> [ASSIGNED TASK]
Filter the listing for lines containing "chest".

> [ENTRIES SUPPLIED]
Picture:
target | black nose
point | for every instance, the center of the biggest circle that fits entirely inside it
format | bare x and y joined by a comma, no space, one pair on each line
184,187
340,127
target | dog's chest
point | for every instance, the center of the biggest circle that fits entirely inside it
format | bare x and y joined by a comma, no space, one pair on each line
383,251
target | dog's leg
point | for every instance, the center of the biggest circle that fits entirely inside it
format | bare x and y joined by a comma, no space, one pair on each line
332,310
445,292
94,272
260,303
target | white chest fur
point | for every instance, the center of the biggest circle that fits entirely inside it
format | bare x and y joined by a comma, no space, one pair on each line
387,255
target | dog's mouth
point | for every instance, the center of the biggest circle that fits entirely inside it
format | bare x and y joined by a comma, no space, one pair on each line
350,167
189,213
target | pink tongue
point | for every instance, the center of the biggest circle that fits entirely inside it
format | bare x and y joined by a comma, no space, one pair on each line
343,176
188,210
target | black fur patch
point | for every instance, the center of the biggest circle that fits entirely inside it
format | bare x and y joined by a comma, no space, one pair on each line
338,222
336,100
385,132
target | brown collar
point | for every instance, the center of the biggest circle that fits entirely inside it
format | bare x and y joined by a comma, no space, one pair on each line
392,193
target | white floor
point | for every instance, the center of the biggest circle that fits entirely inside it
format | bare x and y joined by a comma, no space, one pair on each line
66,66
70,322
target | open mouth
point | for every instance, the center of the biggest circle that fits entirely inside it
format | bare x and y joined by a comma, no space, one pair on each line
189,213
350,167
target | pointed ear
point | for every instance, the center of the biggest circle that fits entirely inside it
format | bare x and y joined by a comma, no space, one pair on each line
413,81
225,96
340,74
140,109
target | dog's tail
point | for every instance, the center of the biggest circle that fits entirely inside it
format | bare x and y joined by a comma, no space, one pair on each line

> [SOLUTION TO THIS PROBLEM]
target | dog's chest
target | white chest fur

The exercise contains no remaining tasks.